WRITTEN EXERCISE 1. Can you write out the part of the stock-based compensation text below, starting with "The weighted-average fair" and going on through "to the grant date.", word for word?

TEXT SEGMENT.
The Company also grants options and restricted stock units as incentive-based compensation under the Teekay Tankers Ltd. 2007 Long-Term Incentive Plan to certain non-management directors of the Company and to certain employees of Teekay subsidiaries that provide services to the Company. The Company measures the cost of such awards using the grant date fair value of the award and recognizes that cost, net of estimated forfeitures, over the requisite service period. The requisite service period consists of the period from the grant date of the award to the earlier of the date of vesting or the date the recipient becomes eligible for retirement. For stock-based compensation awards subject to graded vesting, the Company calculates the value for the award as if it was one single award with one expected life and amortizes the calculated expense for the entire award on a straight-line basis over the requisite service period. The compensation cost of the Company‘s stock-based compensation awards is reflected in general and administrative expenses in the Company’s consolidated statements of income.

During 2016, the Company granted 0.3 million (2015 - nil; 2014 - 0.2 million) stock options with an exercise price of $3.74 per share (2014 - $4.10) to the Company’s non-management directors. These stock options have a ten-year term and vest immediately. The Company also granted 0.2 million (2015 - 58 thousand; 2014 - 0.1 million) stock options with an exercise price of $3.74 per share (2015 - $5.39; 2014 - $4.25) to an officer of the Company. Each stock option granted has a ten-year term and vests equally over three years from the grant date.

The weighted-average fair value of the stock options granted during 2016 was $0.87 per option (2015 - $1.97 per option), estimated on the grant date using the Black-Scholes option pricing model. The following assumptions were used in computing the fair value of the stock options granted: expected volatility of 51.3% (2015 - 49.0%); expected life of five years (2015 - five years); dividend yield of 7.8% (2015 - 2.1%); and risk-free interest rate of 1.2% (2015 - 1.4%). The expected life of the stock options granted was estimated using the historical exercise behavior of employees of Teekay that receive stock options from Teekay. The expected volatility was based on historical volatility as calculated using historical data during the five years prior to the grant date.

LISTED ENTRIES.

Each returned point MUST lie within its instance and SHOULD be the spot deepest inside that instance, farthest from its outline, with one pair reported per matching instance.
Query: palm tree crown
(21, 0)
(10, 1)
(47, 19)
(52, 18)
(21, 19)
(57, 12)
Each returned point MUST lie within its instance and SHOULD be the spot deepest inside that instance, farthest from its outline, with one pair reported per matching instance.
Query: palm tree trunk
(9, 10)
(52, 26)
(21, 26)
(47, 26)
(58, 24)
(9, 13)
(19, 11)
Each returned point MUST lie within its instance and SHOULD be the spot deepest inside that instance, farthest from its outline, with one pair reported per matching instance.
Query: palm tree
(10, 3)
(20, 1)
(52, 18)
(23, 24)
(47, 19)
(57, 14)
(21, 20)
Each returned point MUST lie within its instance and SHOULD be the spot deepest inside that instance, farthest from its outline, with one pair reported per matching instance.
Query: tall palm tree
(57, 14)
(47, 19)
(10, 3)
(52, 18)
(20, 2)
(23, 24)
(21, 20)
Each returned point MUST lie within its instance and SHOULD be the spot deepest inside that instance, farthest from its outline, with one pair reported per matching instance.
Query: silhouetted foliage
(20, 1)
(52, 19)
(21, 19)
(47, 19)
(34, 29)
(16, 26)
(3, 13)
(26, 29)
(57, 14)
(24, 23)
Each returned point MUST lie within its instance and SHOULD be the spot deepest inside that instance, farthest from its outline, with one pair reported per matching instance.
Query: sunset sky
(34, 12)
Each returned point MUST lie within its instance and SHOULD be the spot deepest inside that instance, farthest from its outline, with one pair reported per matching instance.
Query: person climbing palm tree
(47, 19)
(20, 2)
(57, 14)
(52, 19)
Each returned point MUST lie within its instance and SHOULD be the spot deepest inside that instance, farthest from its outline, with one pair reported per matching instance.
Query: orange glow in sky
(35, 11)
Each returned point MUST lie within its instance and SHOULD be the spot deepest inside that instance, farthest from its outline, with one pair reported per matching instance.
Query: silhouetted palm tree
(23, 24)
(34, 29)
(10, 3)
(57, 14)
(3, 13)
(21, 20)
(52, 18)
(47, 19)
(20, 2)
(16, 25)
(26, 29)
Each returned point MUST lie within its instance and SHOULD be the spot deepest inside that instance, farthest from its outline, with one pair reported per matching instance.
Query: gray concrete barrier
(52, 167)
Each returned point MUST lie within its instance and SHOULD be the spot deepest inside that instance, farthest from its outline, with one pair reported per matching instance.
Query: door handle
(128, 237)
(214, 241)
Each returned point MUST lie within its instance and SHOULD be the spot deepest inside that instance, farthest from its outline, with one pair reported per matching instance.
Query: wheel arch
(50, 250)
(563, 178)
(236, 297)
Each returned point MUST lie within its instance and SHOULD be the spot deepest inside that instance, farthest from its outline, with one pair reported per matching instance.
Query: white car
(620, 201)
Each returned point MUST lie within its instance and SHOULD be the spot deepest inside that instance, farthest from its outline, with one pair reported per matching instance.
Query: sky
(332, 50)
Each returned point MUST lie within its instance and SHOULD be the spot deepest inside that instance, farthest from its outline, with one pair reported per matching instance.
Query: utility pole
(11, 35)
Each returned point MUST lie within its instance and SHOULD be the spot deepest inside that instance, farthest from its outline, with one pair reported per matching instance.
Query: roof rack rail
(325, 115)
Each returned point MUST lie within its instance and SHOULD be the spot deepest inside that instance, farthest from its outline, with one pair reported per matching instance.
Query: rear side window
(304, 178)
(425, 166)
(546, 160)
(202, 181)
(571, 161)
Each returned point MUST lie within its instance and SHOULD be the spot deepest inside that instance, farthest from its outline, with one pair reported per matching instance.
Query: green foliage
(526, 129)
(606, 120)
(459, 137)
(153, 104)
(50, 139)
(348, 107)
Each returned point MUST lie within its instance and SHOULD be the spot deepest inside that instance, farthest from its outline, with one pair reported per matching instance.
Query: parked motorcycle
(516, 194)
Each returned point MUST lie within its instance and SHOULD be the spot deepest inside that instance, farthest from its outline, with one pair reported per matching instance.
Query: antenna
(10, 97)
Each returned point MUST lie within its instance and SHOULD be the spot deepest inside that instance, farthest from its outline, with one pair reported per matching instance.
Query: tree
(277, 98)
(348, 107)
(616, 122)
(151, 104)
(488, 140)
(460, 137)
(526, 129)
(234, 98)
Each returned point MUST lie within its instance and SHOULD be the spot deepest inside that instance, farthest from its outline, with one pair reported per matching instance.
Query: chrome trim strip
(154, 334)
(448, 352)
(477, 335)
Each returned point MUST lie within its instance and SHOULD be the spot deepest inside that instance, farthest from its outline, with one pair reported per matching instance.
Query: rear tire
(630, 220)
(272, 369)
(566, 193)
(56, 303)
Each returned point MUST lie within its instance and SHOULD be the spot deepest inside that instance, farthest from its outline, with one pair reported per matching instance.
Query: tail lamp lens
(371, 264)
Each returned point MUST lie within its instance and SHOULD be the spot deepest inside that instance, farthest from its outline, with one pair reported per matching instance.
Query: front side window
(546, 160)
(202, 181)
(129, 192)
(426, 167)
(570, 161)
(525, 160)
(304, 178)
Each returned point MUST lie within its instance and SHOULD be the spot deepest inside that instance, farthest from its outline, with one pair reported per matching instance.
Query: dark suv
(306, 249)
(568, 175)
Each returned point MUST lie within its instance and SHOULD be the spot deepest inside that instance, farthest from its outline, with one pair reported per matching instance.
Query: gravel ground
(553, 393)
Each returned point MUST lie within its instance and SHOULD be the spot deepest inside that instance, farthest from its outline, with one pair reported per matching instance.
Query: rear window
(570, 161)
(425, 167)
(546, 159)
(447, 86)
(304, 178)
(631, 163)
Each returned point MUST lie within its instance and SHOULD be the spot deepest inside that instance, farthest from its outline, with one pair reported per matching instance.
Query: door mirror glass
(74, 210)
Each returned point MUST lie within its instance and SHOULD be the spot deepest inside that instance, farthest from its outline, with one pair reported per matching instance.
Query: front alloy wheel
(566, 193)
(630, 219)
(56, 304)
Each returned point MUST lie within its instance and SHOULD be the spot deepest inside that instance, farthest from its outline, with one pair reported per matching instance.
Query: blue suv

WRITTEN EXERCISE 2. Which lines in the records above contain the word "palm"? Find each one and copy it out in full.

EXERCISE SOLUTION 1.
The weighted-average fair value of the stock options granted during 2016 was $0.87 per option (2015 - $1.97 per option), estimated on the grant date using the Black-Scholes option pricing model. The following assumptions were used in computing the fair value of the stock options granted: expected volatility of 51.3% (2015 - 49.0%); expected life of five years (2015 - five years); dividend yield of 7.8% (2015 - 2.1%); and risk-free interest rate of 1.2% (2015 - 1.4%). The expected life of the stock options granted was estimated using the historical exercise behavior of employees of Teekay that receive stock options from Teekay. The expected volatility was based on historical volatility as calculated using historical data during the five years prior to the grant date.

EXERCISE SOLUTION 2.
Query: palm tree crown
Query: palm tree trunk
Query: palm tree
Query: tall palm tree
Query: person climbing palm tree
Query: silhouetted palm tree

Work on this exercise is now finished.